→ **Job**: Find every line that holds the word "horse" and copy each one.

(Region outline entries)
===

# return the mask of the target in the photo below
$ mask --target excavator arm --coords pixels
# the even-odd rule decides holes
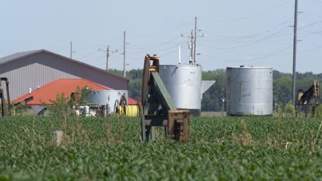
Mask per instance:
[[[306,105],[312,98],[320,97],[319,81],[314,80],[313,84],[306,91],[303,89],[297,90],[297,105]]]

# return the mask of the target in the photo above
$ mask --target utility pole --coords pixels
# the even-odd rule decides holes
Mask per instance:
[[[297,1],[295,0],[295,8],[294,12],[294,38],[293,38],[293,76],[292,83],[292,103],[293,106],[296,106],[295,101],[295,82],[296,82],[296,67],[297,67]]]
[[[109,45],[107,46],[106,49],[106,71],[109,71]]]
[[[103,51],[100,49],[98,49],[98,51]],[[107,49],[106,50],[106,71],[109,71],[109,53],[113,53],[114,52],[118,52],[118,49],[116,50],[109,50],[109,45],[107,46]]]
[[[196,59],[196,55],[197,55],[197,32],[200,32],[201,31],[201,29],[197,29],[197,16],[195,17],[195,40],[194,40],[194,43],[193,43],[193,65],[196,65],[197,64],[197,60],[195,60]],[[200,37],[204,37],[204,34],[202,34]]]
[[[125,31],[124,31],[124,43],[123,43],[123,76],[127,76],[127,71],[125,70]]]
[[[191,30],[191,35],[181,34],[181,37],[188,37],[190,41],[188,42],[188,49],[190,49],[189,64],[193,64],[193,30]]]

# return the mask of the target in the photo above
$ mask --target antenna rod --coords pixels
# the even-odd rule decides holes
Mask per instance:
[[[295,82],[296,82],[296,69],[297,69],[297,0],[295,0],[295,8],[294,12],[294,38],[293,38],[293,76],[292,82],[292,103],[295,106]]]
[[[73,43],[70,41],[70,59],[72,58],[73,54]]]
[[[196,53],[196,49],[197,49],[197,16],[195,17],[195,42],[194,42],[194,52],[193,52],[193,65],[195,65],[195,53]]]
[[[123,76],[127,76],[127,71],[125,70],[125,31],[124,31],[124,43],[123,43]]]

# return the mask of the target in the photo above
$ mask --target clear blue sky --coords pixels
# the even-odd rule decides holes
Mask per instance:
[[[0,57],[45,49],[101,69],[122,69],[123,31],[127,69],[142,69],[147,53],[175,64],[197,17],[197,61],[204,70],[241,64],[292,70],[294,0],[271,1],[1,1]],[[322,73],[322,0],[299,0],[297,71]]]

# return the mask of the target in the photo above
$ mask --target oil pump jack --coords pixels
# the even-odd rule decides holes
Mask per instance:
[[[302,88],[297,90],[297,106],[299,110],[302,108],[303,106],[306,106],[304,110],[305,117],[308,117],[308,105],[310,105],[312,98],[316,99],[316,97],[320,97],[319,81],[314,80],[313,84],[306,90]]]
[[[151,64],[150,61],[152,61]],[[147,54],[144,58],[142,85],[141,136],[142,141],[155,138],[154,127],[164,128],[166,137],[169,135],[177,141],[189,141],[190,112],[177,110],[171,97],[159,75],[159,57]],[[147,106],[147,114],[144,107]]]

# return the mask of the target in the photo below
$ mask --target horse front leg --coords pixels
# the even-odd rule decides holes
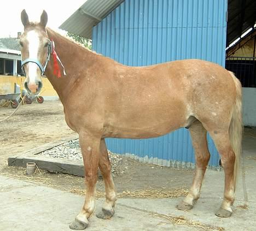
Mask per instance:
[[[199,121],[194,122],[189,128],[189,132],[195,150],[196,166],[192,186],[187,197],[177,206],[181,210],[191,209],[199,198],[202,180],[210,158],[207,131],[202,123]]]
[[[117,200],[117,193],[111,174],[111,164],[108,157],[105,140],[102,139],[100,144],[99,167],[105,183],[106,200],[101,212],[96,215],[101,219],[109,219],[114,214],[114,207]]]
[[[71,229],[83,230],[89,224],[90,216],[95,209],[95,194],[98,178],[100,138],[85,133],[79,133],[79,144],[85,168],[86,196],[80,213],[69,226]]]

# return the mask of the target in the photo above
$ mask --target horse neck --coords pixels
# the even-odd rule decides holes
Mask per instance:
[[[84,70],[86,70],[93,62],[93,56],[96,55],[49,28],[47,33],[49,38],[54,42],[55,51],[65,68],[67,76],[64,76],[63,68],[59,61],[61,77],[57,78],[54,75],[52,56],[47,65],[45,74],[64,105],[65,99],[69,95],[72,86],[79,76],[78,70],[81,70],[82,67]],[[83,75],[86,75],[86,71],[83,72]]]

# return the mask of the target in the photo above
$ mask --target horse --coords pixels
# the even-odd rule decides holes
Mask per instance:
[[[98,167],[105,185],[100,218],[114,214],[117,194],[104,139],[142,139],[188,128],[195,153],[195,170],[188,195],[177,205],[191,209],[199,198],[213,140],[225,174],[224,198],[216,215],[231,216],[242,134],[241,86],[231,73],[200,60],[146,67],[126,66],[96,54],[21,14],[22,66],[28,92],[37,93],[45,73],[61,101],[68,126],[78,133],[87,186],[81,211],[70,224],[82,230],[95,208]],[[56,76],[55,76],[56,75]]]

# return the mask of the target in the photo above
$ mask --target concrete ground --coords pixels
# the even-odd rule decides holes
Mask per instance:
[[[243,147],[248,209],[238,206],[243,205],[240,182],[232,216],[228,218],[216,217],[214,212],[220,205],[223,196],[224,172],[208,170],[201,198],[190,211],[176,209],[181,198],[119,199],[115,214],[110,220],[101,220],[94,215],[87,230],[203,230],[173,224],[165,218],[154,216],[154,213],[183,216],[226,230],[256,230],[256,137],[253,134],[246,137]],[[101,209],[103,201],[103,198],[97,200],[96,211]],[[0,175],[0,230],[69,230],[68,224],[80,211],[84,197]]]

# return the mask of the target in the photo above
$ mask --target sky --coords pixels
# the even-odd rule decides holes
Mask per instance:
[[[47,26],[57,29],[87,0],[7,0],[2,1],[0,13],[0,38],[16,37],[24,27],[20,13],[25,9],[31,21],[39,21],[42,12],[48,15]]]

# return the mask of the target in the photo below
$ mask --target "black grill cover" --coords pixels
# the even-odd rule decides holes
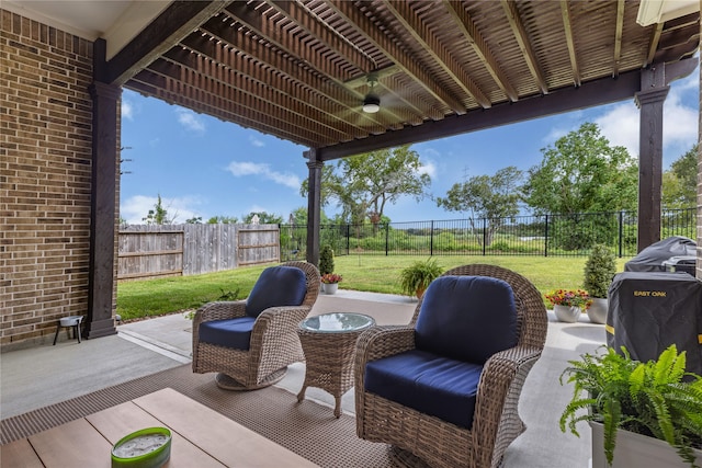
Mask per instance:
[[[652,243],[624,264],[625,272],[665,272],[663,264],[671,256],[697,256],[697,243],[687,237],[672,236]]]
[[[609,289],[607,345],[647,362],[675,343],[702,375],[702,283],[687,273],[624,272]]]
[[[663,262],[663,265],[668,272],[686,272],[695,275],[697,256],[671,256]]]

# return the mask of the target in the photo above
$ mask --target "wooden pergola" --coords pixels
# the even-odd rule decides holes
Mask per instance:
[[[122,88],[309,148],[313,263],[325,161],[634,99],[638,248],[659,239],[663,103],[699,61],[697,0],[163,3],[93,46],[89,322],[111,319]]]

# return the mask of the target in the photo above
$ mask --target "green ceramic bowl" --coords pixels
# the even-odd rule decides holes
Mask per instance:
[[[171,432],[147,427],[122,437],[112,447],[112,468],[159,468],[171,456]]]

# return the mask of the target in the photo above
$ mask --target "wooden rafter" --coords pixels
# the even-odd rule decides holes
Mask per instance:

===

→ **Output for this exercise**:
$ mask --target horse front leg --coords pixels
$ mask --target horse neck --coords pixels
$ mask --target horse --coords pixels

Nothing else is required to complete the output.